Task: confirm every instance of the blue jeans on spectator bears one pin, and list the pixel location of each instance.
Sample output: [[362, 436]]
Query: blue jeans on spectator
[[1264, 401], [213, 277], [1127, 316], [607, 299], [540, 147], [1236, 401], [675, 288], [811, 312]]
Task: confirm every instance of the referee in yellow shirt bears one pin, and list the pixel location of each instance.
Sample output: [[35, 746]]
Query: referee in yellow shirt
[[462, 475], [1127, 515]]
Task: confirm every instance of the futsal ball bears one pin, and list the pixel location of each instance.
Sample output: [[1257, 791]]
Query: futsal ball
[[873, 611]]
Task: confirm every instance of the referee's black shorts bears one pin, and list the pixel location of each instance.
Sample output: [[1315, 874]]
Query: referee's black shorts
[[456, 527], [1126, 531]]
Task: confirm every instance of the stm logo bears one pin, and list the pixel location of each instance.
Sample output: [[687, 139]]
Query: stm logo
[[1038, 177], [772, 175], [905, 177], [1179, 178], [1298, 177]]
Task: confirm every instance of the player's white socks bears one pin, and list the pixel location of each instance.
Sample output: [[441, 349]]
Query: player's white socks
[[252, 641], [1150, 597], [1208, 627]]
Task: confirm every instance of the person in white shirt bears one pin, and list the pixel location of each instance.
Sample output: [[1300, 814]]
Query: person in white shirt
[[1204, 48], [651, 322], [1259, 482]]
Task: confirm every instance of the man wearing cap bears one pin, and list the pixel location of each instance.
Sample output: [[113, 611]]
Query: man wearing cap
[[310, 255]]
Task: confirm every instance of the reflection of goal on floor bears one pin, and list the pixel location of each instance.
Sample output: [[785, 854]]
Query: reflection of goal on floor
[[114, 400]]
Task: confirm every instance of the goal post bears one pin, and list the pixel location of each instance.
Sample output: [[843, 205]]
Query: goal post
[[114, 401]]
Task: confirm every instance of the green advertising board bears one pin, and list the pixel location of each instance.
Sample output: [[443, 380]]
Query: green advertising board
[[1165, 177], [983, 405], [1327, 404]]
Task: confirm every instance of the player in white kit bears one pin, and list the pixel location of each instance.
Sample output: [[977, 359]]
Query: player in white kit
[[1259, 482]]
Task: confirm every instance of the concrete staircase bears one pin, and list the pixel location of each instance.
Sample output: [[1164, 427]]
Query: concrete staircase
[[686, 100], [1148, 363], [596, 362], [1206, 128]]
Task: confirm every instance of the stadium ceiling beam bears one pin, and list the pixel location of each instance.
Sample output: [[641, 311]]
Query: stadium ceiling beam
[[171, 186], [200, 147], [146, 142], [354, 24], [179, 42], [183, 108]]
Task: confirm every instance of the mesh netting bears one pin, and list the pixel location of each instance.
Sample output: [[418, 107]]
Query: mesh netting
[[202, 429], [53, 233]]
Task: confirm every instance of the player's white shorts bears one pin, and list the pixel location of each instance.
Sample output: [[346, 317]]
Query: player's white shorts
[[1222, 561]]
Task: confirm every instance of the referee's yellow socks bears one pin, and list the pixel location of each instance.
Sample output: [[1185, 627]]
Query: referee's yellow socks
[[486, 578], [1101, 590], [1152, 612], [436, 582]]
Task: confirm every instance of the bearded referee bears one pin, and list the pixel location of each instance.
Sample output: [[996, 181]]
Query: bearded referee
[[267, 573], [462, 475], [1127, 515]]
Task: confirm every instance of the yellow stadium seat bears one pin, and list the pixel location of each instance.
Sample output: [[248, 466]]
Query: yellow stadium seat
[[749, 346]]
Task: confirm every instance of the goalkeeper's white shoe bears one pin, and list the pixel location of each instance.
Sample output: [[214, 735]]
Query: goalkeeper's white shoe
########################################
Task prompt >>
Copy every one of the lines above word for word, leaving none out.

Solved exercise >>
Task: confirm every instance of the blue jeans on spectator bears one pin, and list the pixel location of each instance.
Sample output: [[362, 436]]
Query: blue jeans on spectator
[[1264, 401], [213, 277], [1127, 316], [607, 299], [540, 147], [1236, 401], [675, 288], [811, 312]]
Task: confirm every instance of the referee in yellow shirt bears one pin, and list the pixel location of each instance.
Sample output: [[35, 746]]
Query: referee in yellow shirt
[[462, 475], [1127, 515]]
Task: confirm every instance of the futsal ball bears one pin, and list the pixel location of each instance.
Sample output: [[1257, 791]]
Query: futsal ball
[[873, 611]]
Task: confirm every instance of the referee's black shorts bears one pin, and list the pixel location of each instance.
Sample output: [[1315, 874]]
Query: referee's black shorts
[[456, 527], [1126, 531]]
Task: confirm every instance of the stm logo bears one pin, and list the pixel location of each instance.
Sample output: [[687, 139]]
Query: stm logo
[[1038, 177], [772, 175], [905, 177], [1179, 178], [1298, 177]]
Task: confirm every instance of the player's white socks bears one pin, and list the pixel location of each instance.
Sample output: [[441, 349]]
Query: player's white socks
[[252, 641], [1150, 597], [1208, 627]]
Task: confirm every instance of the person in white shirt bears one pin, and list the pixel location of each instance.
Sample output: [[1300, 814]]
Query: person in white shirt
[[1204, 48], [651, 322], [1259, 482]]
Task: confirm every instance of the man wearing cap bears one pin, and list the pixel location of each instance.
Sample output: [[113, 611]]
Query: man wearing cap
[[310, 255]]
Task: confirm every instance of the reflection of goal on floor bears one pin, and list the pixel location of each instance.
Sample output: [[785, 854]]
Query: reflection of goal on floor
[[114, 400]]
Task: confirm every instance of the goal post bears one pin, and list the pixel location of each instance.
Sample output: [[843, 205]]
Query: goal post
[[114, 401]]
Task: confirm every instance of the green advertising board bears one pin, and list the pixel location of each instance.
Sample output: [[443, 380]]
Query: green advertising board
[[1165, 177], [983, 405], [1327, 404]]
Task: confirm every instance of the player in white kit bears one pin, and list the pixel location of each instance.
Sample output: [[977, 359]]
Query: player in white kit
[[1259, 482]]
Task: confirm every instance of the concrete staircase bears one pin, and list the pixel location of each instance.
Sample output: [[1164, 427]]
Query: concrete staircase
[[686, 100], [1148, 363], [596, 362], [1206, 128]]
Task: confirm every instance of the stadium ceiling beam bears one pin, and list the pixel location of each instance.
Sample output: [[641, 311]]
Query: stadium ceiling beam
[[171, 186], [200, 147], [146, 142], [354, 24], [179, 42], [183, 108]]
Task: confirm every instance of the mesh netting bears one pin, and list the pixel location of each instance.
Sample output: [[418, 107]]
Query: mesh netting
[[202, 429], [53, 233]]
Task: confirm every instance of the player's white shorts bears one pin, and list the pixel location of each instance.
Sample output: [[346, 317]]
Query: player's white shorts
[[1222, 561]]
Task: confirm every instance of the referee's yellow socks bears one pin, and list the pixel location of each instance.
Sample output: [[1185, 627]]
Query: referee's yellow socks
[[486, 578], [1101, 590], [1152, 612], [436, 582]]
Task: confirm every instance of the bearded referee bears one pin, and list the pixel location of each instance.
Sample output: [[996, 181]]
Query: bearded referee
[[267, 573], [462, 475], [1127, 515]]
Task: confirm every instance of the yellow stadium seat bears one pin, and list the pixel location of each instance.
Sample output: [[248, 466]]
Query: yellow stadium seat
[[749, 346]]
Task: confirm every instance of the goalkeeper's white shoe bears one pin, and list the pixel location of each instance.
Sample output: [[214, 735]]
Query: goalkeeper's white shoe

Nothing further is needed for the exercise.